The records follow. Print, word for word, the first line through the "# fill-rule: evenodd" line.

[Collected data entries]
◇ ◇ ◇ ◇ ◇ ◇ ◇

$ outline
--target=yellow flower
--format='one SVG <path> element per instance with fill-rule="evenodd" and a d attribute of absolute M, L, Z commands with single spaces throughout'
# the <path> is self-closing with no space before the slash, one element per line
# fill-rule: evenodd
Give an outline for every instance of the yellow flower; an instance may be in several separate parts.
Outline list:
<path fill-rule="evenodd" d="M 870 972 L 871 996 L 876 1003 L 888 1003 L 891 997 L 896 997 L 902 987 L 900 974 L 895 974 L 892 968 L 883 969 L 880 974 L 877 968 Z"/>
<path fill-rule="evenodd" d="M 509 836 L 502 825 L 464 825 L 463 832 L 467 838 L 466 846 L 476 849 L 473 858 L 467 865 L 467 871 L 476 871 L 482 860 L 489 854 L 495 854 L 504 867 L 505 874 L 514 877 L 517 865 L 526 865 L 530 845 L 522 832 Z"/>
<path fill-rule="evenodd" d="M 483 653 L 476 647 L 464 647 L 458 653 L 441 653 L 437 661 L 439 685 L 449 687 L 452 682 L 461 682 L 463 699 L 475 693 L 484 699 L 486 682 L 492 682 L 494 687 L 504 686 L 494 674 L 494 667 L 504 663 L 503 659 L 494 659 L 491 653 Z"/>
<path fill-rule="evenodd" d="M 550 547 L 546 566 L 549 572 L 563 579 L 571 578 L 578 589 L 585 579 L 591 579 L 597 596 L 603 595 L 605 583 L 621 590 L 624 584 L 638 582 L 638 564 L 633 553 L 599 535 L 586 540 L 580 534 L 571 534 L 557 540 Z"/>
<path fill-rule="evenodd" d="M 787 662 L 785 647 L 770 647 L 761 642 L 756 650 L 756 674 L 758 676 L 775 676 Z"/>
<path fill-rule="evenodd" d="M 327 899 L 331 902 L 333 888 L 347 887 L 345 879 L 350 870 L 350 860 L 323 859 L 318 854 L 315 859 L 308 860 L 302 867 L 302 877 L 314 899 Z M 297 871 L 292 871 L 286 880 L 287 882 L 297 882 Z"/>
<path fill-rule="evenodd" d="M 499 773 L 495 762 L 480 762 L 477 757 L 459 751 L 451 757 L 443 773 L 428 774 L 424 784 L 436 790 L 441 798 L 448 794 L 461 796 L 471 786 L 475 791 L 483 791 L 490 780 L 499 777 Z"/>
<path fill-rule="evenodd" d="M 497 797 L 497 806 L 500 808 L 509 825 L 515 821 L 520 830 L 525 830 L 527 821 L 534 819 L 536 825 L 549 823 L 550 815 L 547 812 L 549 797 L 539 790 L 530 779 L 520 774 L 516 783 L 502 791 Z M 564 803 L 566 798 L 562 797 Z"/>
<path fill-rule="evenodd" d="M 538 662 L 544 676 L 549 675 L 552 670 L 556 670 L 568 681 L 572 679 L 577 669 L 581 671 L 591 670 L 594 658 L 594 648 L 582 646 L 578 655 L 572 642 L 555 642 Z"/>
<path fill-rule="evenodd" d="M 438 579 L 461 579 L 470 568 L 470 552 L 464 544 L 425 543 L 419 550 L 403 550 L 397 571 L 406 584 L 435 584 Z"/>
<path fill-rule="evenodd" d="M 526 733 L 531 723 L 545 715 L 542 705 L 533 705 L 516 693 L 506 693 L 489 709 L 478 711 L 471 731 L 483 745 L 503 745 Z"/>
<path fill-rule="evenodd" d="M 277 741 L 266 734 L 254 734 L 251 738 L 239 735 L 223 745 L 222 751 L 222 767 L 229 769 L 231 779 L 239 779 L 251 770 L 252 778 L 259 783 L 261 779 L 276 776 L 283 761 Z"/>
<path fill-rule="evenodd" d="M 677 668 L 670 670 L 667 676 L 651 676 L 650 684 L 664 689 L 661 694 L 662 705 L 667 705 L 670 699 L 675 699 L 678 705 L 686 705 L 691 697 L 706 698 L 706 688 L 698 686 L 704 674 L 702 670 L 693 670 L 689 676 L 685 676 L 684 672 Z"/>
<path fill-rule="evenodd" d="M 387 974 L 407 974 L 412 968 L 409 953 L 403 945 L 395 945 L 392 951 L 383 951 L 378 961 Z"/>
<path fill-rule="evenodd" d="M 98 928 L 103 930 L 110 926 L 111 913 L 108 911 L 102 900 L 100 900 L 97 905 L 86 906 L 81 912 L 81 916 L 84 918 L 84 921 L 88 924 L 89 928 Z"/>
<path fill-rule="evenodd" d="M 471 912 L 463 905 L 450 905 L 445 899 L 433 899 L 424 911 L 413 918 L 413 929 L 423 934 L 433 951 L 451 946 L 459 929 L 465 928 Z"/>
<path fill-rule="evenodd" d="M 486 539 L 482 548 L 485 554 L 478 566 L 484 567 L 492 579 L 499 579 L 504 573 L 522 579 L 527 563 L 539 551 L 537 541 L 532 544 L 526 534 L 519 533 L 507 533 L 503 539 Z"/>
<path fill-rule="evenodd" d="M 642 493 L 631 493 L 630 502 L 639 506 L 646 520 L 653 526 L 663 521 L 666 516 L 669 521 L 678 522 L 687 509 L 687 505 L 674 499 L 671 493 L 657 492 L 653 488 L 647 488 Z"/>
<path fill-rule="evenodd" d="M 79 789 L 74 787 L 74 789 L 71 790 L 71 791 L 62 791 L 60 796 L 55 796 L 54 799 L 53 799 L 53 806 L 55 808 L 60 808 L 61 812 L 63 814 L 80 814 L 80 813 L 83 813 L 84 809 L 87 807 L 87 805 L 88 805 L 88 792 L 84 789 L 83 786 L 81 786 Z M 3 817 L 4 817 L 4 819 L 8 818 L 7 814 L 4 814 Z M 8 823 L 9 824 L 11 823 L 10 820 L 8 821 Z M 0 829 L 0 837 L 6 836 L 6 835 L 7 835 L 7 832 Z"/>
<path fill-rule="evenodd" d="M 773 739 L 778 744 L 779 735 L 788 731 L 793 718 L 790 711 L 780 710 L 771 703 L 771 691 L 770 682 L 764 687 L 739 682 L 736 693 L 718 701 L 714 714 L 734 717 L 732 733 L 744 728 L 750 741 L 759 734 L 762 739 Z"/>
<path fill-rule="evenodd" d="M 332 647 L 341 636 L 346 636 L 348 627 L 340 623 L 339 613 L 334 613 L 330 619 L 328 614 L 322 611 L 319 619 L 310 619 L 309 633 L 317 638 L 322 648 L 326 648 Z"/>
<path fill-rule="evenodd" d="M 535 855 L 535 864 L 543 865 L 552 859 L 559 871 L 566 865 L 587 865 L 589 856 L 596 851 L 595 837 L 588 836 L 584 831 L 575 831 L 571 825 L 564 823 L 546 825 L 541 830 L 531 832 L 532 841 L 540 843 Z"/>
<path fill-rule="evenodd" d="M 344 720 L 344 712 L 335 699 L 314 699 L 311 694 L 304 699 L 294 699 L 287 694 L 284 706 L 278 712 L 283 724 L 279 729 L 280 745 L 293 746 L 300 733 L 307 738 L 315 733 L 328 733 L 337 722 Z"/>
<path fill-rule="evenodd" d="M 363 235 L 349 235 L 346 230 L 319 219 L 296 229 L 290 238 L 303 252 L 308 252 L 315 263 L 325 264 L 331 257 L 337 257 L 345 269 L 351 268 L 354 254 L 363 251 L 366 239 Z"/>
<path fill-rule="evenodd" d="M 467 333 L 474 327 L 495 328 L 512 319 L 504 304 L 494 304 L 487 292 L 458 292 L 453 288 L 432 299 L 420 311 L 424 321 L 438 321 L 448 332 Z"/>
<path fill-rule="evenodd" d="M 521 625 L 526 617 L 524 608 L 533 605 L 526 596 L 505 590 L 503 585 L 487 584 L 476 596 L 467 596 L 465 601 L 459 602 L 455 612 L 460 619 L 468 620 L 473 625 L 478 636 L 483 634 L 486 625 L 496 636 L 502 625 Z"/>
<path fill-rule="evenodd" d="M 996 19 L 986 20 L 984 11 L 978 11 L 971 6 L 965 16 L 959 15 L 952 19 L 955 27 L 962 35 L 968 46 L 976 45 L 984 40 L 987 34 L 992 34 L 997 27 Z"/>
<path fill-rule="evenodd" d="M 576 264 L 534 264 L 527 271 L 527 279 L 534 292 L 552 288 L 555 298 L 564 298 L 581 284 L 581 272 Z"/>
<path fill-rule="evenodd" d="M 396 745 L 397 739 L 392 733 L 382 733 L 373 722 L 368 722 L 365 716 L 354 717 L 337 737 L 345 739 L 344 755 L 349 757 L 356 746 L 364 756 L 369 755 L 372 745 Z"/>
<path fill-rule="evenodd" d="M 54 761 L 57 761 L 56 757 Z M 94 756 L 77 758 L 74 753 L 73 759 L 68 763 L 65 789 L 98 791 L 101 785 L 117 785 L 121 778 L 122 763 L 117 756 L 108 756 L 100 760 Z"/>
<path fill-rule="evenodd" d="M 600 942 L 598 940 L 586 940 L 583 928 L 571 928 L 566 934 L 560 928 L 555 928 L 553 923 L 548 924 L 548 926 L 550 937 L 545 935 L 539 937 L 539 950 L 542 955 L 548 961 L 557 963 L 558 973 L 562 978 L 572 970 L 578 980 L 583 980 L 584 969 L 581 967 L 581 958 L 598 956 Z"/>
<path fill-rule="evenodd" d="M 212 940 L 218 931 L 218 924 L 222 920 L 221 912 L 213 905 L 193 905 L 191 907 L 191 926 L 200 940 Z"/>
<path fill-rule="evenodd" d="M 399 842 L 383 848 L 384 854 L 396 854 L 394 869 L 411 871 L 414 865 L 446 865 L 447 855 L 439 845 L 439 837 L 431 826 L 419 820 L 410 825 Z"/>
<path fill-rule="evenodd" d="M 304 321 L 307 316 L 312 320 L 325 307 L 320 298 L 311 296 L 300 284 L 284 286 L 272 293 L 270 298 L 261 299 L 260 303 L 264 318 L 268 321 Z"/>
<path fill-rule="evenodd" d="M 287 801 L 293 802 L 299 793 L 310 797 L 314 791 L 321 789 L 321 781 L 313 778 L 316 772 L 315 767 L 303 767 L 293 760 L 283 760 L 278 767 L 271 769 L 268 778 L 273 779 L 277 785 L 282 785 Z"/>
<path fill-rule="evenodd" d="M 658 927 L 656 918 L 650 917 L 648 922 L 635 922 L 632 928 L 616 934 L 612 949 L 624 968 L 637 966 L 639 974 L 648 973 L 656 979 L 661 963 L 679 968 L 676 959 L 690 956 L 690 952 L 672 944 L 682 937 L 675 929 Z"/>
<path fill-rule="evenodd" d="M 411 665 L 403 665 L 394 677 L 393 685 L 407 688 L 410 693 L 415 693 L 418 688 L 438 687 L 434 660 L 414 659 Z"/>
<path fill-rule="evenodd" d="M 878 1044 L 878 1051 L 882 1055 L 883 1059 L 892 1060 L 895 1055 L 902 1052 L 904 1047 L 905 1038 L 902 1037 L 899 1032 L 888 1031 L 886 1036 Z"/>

◇ ◇ ◇ ◇ ◇ ◇ ◇

_Solution_
$ outline
--target=yellow flower
--format='one SVG <path> element per instance with fill-rule="evenodd" and a d attribute of absolute M, L, Z commands with single spaces throughout'
# the <path> is self-closing with no space before the slash, one element per line
# fill-rule: evenodd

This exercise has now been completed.